═══ 节选

注意,当一个线程获取了锁之后,是不会被interrupt()方法中断的。因为interrupt()方法只能中断阻塞过程中的线程而不能中断正在运行过程中的线程。因此,当通过lockInterruptibly()方法获取某个锁时,如果不能获取到,那么只有进行等待的情况下,才可以响应中断的。与 synchronized 相比,当一个线程处于等待某个锁的状态,是无法被中断的,只有一直等待下去。

2、ReentrantLock

ReentrantLock,即 可重入锁。ReentrantLock是唯一实现了Lock接口的类,并且ReentrantLock提供了更多的方法。下面通过一些实例学习如何使用 ReentrantLock。

例 1 : Lock 的正确使用

public class Test {
    private ArrayList<Integer> arrayList = new ArrayList<Integer>();

    public static void main(String[] args) {
        final Test test = new Test();

        new Thread("A") {
            public void run() {
                test.insert(Thread.currentThread());
            };
        }.start();

        new Thread("B") {
            public void run() {
                test.insert(Thread.currentThread());
            };
        }.start();
    }

    public void insert(Thread thread) {
        Lock lock = new ReentrantLock();  // 注意这个地方:lock被声明为局部变量
        lock.lock();
        try {
            System.out.println("线程" + thread.getName() + "得到了锁...");
            for (int i = 0; i < 5; i++) {
                arrayList.add(i);
            }
        } catch (Exception e) {

        } finally {
            System.out.println("线程" + thread.getName() + "释放了锁...");
            lock.unlock();
        }
    }
}/* Output: 
        线程A得到了锁...
        线程B得到了锁...
        线程A释放了锁...
        线程B释放了锁...

══════
═══ 所示条目

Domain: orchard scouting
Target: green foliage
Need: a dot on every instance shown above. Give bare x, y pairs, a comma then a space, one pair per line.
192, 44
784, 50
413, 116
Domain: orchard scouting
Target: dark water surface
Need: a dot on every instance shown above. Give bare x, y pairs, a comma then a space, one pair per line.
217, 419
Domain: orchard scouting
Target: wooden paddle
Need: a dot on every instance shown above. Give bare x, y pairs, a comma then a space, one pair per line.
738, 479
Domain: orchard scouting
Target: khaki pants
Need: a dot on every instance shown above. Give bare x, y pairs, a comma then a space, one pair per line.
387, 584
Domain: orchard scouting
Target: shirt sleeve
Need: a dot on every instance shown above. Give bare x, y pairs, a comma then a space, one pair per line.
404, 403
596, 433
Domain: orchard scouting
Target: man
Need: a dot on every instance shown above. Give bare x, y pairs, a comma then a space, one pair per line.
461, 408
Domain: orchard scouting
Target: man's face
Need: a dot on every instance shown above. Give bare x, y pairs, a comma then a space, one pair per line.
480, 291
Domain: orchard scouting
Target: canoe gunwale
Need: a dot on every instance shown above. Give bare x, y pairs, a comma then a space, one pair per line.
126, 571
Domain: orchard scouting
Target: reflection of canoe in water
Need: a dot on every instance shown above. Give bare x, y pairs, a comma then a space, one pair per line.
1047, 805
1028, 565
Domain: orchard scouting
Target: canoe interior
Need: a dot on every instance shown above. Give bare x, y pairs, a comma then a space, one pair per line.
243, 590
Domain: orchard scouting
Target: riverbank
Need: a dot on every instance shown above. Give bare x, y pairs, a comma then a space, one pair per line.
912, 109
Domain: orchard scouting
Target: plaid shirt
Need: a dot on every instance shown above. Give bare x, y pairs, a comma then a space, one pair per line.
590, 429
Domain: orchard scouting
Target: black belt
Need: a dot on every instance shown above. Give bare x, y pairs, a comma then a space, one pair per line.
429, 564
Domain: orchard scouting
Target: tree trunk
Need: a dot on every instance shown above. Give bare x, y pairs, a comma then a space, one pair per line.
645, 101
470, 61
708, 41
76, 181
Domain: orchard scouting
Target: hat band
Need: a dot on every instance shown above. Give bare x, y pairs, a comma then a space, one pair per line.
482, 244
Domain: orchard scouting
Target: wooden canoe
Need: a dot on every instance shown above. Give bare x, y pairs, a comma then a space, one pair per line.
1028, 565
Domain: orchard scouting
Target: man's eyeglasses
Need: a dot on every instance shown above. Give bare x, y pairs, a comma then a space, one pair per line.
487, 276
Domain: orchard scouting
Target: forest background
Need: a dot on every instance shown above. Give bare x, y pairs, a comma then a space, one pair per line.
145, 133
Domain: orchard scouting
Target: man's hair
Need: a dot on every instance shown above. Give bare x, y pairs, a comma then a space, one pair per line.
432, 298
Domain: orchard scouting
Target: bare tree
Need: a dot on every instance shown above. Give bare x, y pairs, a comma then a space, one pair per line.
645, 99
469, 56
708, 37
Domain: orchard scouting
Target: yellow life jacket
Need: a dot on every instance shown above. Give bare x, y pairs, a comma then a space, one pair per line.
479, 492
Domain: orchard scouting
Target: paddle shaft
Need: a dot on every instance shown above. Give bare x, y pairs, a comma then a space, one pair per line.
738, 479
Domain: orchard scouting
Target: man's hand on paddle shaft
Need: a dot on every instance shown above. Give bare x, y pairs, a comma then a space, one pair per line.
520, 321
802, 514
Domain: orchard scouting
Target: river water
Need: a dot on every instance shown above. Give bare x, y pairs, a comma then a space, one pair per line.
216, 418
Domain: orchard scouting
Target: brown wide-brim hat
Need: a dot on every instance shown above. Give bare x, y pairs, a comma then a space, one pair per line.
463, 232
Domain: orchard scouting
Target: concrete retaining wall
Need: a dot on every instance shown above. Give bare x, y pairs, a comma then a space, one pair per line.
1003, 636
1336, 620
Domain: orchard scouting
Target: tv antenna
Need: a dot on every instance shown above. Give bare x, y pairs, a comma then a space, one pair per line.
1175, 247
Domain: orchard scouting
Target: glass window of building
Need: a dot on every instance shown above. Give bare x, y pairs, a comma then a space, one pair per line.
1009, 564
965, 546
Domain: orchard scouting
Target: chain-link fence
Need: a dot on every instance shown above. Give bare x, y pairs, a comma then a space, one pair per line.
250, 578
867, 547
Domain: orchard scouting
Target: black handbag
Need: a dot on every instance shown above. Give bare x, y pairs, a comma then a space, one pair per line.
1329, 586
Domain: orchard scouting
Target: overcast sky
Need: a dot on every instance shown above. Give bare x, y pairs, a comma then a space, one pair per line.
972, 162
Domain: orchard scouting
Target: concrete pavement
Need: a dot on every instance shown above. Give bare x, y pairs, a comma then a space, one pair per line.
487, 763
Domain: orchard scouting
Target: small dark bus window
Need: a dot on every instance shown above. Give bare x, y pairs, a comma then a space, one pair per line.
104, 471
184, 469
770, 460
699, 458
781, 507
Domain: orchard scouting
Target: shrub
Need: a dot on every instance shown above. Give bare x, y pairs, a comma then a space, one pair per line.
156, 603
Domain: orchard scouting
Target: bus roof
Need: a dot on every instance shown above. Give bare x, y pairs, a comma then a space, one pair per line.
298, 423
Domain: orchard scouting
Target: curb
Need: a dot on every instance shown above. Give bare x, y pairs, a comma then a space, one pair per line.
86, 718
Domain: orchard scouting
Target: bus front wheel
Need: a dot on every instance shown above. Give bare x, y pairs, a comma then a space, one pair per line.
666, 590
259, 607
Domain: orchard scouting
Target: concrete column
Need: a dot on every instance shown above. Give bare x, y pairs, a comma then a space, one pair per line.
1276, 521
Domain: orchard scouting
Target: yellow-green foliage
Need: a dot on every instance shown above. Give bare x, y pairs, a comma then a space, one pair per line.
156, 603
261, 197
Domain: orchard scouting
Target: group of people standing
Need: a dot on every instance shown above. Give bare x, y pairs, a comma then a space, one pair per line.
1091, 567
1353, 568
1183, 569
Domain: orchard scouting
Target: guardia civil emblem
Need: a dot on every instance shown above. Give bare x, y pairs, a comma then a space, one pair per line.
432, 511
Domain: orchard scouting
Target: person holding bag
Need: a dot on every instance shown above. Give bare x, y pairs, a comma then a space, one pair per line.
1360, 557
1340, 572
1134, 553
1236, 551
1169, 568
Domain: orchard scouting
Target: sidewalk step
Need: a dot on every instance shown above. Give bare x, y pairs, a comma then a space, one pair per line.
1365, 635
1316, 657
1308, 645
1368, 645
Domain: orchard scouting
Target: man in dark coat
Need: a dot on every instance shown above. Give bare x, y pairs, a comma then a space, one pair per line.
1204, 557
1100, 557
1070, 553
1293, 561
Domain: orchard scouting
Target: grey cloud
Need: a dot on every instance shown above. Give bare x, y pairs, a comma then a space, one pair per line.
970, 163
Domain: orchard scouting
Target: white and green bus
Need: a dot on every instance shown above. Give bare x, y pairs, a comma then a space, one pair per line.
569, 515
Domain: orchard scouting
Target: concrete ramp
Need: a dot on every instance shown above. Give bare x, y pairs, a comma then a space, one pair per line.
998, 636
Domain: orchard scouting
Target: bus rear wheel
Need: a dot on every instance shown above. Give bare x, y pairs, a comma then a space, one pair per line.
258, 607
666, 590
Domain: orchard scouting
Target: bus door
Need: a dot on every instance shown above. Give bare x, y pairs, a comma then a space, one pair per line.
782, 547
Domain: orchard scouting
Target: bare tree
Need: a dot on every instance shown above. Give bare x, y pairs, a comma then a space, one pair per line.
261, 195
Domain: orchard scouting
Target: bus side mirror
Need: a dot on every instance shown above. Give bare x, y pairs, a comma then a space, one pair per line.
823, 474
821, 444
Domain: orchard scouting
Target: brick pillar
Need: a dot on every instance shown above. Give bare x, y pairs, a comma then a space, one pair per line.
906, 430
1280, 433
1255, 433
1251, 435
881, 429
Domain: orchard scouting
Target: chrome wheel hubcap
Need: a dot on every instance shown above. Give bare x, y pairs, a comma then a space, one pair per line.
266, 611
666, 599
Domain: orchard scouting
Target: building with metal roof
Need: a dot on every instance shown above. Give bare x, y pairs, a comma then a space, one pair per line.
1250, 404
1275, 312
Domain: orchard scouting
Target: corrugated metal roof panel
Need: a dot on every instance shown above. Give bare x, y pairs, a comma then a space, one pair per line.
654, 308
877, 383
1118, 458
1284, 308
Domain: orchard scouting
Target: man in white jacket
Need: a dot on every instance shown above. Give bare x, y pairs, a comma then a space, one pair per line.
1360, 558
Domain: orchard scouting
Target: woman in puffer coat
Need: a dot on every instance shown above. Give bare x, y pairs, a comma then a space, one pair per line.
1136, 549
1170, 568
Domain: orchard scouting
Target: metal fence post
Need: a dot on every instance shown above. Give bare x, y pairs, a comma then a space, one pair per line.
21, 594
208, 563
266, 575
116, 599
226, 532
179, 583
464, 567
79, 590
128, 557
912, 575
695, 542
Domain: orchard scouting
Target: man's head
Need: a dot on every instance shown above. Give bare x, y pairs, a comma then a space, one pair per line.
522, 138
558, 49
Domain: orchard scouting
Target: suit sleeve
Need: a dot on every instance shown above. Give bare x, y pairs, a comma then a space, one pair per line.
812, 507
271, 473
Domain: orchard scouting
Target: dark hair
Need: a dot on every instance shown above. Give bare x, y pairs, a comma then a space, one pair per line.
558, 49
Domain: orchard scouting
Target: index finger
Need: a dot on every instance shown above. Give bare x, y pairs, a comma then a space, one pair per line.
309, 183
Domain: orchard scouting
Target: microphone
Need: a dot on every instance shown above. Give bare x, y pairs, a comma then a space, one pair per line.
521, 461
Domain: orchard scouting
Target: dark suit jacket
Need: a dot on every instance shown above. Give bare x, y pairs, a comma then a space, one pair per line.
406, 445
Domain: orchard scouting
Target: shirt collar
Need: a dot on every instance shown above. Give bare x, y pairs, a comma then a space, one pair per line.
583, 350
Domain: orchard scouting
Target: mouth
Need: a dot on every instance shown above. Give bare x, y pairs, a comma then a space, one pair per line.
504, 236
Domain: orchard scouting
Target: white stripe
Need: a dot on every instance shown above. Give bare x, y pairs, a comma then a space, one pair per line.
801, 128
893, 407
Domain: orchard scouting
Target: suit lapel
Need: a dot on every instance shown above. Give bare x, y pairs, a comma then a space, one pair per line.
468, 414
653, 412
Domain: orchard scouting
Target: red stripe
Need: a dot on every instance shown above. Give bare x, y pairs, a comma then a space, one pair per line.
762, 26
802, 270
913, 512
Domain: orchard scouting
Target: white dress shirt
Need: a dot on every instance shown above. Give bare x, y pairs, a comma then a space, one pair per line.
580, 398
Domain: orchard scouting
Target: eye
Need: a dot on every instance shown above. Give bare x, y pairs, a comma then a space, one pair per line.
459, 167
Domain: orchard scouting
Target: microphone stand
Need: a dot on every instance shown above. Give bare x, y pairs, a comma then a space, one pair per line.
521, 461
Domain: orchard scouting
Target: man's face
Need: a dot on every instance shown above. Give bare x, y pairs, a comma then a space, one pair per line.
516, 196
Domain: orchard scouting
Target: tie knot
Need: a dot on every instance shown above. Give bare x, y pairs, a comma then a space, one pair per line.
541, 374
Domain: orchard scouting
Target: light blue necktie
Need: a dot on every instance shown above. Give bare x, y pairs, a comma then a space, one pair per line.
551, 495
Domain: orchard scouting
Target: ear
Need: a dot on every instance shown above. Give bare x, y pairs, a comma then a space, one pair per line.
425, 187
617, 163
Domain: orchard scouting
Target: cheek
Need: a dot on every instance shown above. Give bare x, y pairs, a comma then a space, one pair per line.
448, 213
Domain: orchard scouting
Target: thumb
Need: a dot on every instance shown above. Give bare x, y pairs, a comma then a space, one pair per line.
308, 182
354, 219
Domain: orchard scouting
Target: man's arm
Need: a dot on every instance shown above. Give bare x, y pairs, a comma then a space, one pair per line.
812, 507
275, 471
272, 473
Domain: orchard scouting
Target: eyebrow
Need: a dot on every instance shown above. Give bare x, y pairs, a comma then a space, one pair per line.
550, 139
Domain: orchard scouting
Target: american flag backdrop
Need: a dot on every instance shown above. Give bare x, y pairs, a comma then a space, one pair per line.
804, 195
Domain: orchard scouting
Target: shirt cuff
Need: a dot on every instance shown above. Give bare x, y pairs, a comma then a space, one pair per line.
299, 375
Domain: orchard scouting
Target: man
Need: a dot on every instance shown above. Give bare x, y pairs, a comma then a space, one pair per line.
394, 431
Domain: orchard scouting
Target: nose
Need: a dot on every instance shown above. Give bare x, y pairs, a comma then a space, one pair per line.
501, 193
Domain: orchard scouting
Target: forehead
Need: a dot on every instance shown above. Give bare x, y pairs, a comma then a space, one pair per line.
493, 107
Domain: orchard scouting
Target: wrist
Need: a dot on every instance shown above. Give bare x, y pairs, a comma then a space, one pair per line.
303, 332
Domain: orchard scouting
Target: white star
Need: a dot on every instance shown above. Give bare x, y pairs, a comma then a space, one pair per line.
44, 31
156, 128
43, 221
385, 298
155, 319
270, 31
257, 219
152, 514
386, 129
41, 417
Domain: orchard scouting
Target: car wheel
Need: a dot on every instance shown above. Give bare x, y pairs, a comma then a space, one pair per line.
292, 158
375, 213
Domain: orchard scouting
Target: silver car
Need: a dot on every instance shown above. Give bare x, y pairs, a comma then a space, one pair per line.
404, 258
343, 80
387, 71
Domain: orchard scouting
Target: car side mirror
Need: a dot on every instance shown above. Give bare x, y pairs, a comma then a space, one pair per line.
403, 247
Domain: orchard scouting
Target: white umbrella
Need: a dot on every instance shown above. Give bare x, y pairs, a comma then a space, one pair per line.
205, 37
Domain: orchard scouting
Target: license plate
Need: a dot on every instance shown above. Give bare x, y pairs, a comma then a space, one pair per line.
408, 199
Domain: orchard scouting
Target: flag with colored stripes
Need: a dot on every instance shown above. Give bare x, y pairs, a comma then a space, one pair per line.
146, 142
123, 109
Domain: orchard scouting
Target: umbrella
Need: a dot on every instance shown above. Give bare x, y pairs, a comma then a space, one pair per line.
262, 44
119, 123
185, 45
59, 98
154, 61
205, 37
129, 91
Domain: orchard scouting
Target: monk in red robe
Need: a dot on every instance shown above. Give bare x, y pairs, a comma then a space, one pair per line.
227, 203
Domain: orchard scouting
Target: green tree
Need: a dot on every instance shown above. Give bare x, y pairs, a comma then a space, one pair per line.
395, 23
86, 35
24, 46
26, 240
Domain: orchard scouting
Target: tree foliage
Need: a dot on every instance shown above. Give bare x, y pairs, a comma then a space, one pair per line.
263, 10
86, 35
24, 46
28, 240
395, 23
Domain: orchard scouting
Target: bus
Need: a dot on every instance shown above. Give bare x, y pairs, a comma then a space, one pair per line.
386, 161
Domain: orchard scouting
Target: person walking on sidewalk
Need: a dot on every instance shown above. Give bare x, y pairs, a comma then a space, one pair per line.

══════

▶ _待做任务_
**a)** 对照关于 ReentrantLock 的节选,判断下列说法是否与其一致:(i) interrupt()方法能够中断正在运行过程中的线程;(ii) ReentrantLock是唯一实现了Lock接口的类;(iii) 例 1 中的 lock 被声明为成员变量。逐条回答"是"或"否",并原样引用节选中起决定作用的文字。
**b)** 从关于 ReentrantLock 的节选最后一行往下续写。

▶ _各题答案_
**a)**
(i) 否:"interrupt()方法只能中断阻塞过程中的线程而不能中断正在运行过程中的线程"
(ii) 是:"ReentrantLock是唯一实现了Lock接口的类"
(iii) 否:"lock被声明为局部变量"

**b)**
 *///:~

结果或许让人觉得诧异。第二个线程怎么会在第一个线程释放锁之前得到了锁?原因在于,在insert方法中的lock变量是局部变量,每个线程执行该方法时都会保存一个副本,那么每个线程执行到lock.lock()处获取的是不同的锁,所以就不会对临界资源形成同步互斥访问。因此,我们只需要将lock声明为成员变量即可,如下所示。

public class Test {    private ArrayList<Integer> arrayList = new ArrayList<Integer>();    private Lock lock = new ReentrantLock();  // 注意这个地方:lock被声明为成员变量
    ...
}/* Output: 
        线程A得到了锁...
        线程A释放了锁...
        线程B得到了锁...
        线程B释放了锁...
 *///:~

例 2 : tryLock() & tryLock(long time, TimeUnit unit)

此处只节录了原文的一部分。